Data for the task:
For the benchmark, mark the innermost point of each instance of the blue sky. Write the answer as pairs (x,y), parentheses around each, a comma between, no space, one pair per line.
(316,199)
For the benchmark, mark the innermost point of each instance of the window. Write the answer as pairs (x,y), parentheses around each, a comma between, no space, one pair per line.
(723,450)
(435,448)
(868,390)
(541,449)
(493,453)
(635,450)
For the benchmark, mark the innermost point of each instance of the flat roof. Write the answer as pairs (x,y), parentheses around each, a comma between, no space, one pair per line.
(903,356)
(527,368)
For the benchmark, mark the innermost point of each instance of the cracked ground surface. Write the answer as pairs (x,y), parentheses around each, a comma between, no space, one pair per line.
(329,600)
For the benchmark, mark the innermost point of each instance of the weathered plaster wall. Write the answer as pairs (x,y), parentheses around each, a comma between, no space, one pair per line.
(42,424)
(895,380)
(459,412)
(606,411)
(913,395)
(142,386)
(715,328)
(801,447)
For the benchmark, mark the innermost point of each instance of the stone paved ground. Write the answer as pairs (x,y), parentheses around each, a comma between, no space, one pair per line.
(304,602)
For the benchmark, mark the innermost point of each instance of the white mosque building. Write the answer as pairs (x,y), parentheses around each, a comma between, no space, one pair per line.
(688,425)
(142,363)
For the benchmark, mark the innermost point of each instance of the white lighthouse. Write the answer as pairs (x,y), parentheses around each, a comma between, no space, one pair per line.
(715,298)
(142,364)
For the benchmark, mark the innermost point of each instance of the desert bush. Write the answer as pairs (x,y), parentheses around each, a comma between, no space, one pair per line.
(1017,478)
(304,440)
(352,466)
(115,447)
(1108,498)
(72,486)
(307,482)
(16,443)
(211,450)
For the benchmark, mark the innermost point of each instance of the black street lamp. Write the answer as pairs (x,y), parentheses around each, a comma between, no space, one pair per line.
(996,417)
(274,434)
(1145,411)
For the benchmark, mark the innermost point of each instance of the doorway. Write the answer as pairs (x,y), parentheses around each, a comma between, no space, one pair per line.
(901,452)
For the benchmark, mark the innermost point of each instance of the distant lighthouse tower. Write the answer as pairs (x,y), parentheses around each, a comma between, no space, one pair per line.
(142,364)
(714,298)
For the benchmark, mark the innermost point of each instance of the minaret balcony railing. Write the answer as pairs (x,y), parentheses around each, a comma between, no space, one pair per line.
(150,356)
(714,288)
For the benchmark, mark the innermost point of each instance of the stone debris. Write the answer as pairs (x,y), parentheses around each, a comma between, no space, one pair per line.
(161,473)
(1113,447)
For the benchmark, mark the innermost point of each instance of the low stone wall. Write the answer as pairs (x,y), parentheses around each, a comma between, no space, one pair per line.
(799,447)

Prompt:
Restate the data above word for word, please.

Final answer:
For the benchmark, mark the innermost point of each instance of the blue sky. Write the answer as pairs (x,y), parentheses around each, a comma between, no space, one pair per line.
(316,199)
For the benchmark, mark the innermost point of each instance of the window. Write the answer as pairs (x,y), parentheses around each, a comma between, no space, one pair per line.
(723,450)
(435,448)
(868,390)
(541,449)
(493,453)
(635,450)
For the benchmark, mark the innermost point of each instance of the flat roof. Write the answer as pairs (x,y), parentheses around each, a comma between, no space, one pair per line.
(903,356)
(527,368)
For the benchmark, mark the innermost point of each instance of the cracked ground surface. Write the answer as pairs (x,y), parentheses around each, a comma between, no space, one pair per line.
(329,600)
For the benchmark, mark the innermost point of each instance of the weathered plaster wall. Write the answer as pairs (x,y), parentheses around each, a comma between, no space, one pair per line.
(42,424)
(895,380)
(459,412)
(606,411)
(913,395)
(142,386)
(715,328)
(801,447)
For the benchmark, mark the innermost point of each instance of the stone paved ground. Write the answer as pairs (x,y), parentheses around each, a comma between, no space, one pair per line.
(304,602)
For the benchmark, mark the innermost point of each instance of the white mosque building. Write the answer as pairs (x,y), parentheses around each, a comma between, no space, one pair per line.
(688,425)
(142,363)
For the benchmark, mark the innermost point of each instance of the white lighthouse. Write the answer as pairs (x,y), parentheses around each, a comma between, no space, one pair per line.
(715,298)
(142,364)
For the benchmark, mark the innermost point of each instance of the desert bush. Write the answer as pairs (x,y), parentheses around each, a comma between, no space, one pair per line.
(1017,478)
(304,440)
(352,466)
(115,447)
(1108,498)
(72,486)
(307,482)
(16,443)
(211,450)
For the benchmark, mark the innermost point of each instance of the black street lamp. Write the answer as pairs (x,y), parentheses around each, a comma between, no space, one pair per line.
(996,417)
(274,434)
(1145,411)
For the benchmark, mark the innermost point of each instance of the doorway. Write the answer as pairs (x,y), parentheses around each, a comma between, no space, one pair per line.
(901,452)
For the benchmark, mark the innermost point of each instance of the distant lighthouse tower. Write the answer as pairs (x,y), parentheses around each, a comma between, no space, one pair per line.
(142,364)
(714,298)
For the benchmark, mark the innermost point of each instance of the minaret balcony railing. Write the answer as pairs (x,y), parentheses around each, a comma between, no space, one pair per line.
(150,356)
(714,288)
For the benchmark, mark the innermost point of each instance of the stone debris. Write the answer as pairs (x,y), parentheses around each, a comma between, no space, one pair per line.
(161,473)
(1113,447)
For the benchmark, mark the innermost point of each instance of the low stone wall. Write the answer as pairs (x,y), parentheses around each, a comma between, no space, one pair per line.
(799,447)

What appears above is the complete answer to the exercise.